◆ WHAT IS REQUIRED:
Output the data that follows, keeping every line identical.

Entries taken from a collection:
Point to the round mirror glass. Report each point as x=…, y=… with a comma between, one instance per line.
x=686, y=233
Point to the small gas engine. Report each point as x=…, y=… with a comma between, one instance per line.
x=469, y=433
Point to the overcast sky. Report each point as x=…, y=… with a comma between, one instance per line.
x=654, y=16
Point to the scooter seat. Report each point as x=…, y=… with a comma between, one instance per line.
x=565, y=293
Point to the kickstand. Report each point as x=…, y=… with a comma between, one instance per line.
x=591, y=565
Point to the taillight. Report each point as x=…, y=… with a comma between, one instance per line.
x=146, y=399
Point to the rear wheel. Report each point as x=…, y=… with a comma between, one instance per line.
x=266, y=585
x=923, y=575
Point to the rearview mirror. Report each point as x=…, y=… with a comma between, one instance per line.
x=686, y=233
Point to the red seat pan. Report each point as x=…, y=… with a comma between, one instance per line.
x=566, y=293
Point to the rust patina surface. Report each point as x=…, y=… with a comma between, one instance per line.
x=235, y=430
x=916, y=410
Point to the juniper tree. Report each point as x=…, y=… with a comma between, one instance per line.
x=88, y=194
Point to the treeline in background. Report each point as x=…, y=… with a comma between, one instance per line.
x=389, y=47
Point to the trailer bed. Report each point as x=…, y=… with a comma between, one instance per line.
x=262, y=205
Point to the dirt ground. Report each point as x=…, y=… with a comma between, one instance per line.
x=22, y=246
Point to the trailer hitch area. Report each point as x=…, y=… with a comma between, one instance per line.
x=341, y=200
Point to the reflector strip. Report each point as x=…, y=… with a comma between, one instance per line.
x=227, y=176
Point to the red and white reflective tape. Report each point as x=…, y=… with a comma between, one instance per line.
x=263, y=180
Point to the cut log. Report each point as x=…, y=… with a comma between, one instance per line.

◆ ANSWER BELOW:
Point to the round mirror glass. Report each point as x=…, y=… with a comma between, one instance per line.
x=686, y=233
Point to the small gas engine. Report each point as x=…, y=… with a comma between, one instance per line.
x=469, y=433
Point to the overcast sky. Report each point as x=…, y=… with a comma between, one instance per line.
x=654, y=16
Point to the scooter seat. Report each point as x=…, y=… with a comma between, one instance per line.
x=565, y=293
Point to the kickstand. Report each point as x=…, y=… with a comma between, one instance per line.
x=591, y=565
Point to the taillight. Report each point as x=…, y=… with a comma between, one instance per line.
x=146, y=399
Point to the rear wheel. Report each point as x=…, y=… with a comma between, one instance per line.
x=266, y=585
x=923, y=575
Point to the rearview mirror. Report each point as x=…, y=… with a comma between, one instance per line.
x=686, y=233
Point to the red seat pan. Report each point as x=…, y=… with a comma between, one instance per line.
x=566, y=293
Point to the rust patina surface. Report each point as x=…, y=… with a comma between, one instance per line.
x=235, y=430
x=916, y=410
Point to the juniper tree. Report each point as x=…, y=… with a comma between, one instance per line.
x=88, y=194
Point to the treeline in background. Report each point as x=…, y=… with a comma between, one instance per line.
x=389, y=47
Point to the trailer bed. Report each point as x=…, y=… with a comma between, one instance per line.
x=262, y=205
Point to the dirt ground. Report each point as x=…, y=… with a comma between, one instance per line.
x=22, y=246
Point to the trailer hitch area. Report each point as x=…, y=… with a comma between, one instance per line.
x=341, y=200
Point to the reflector strip. Report each point as x=…, y=… with a comma between, one instance per line.
x=227, y=176
Point to the red and white reflective tape. Report each point as x=…, y=… with a comma between, one instance per line.
x=263, y=180
Point to the cut log. Report each point as x=…, y=… with a comma between, one instance per line.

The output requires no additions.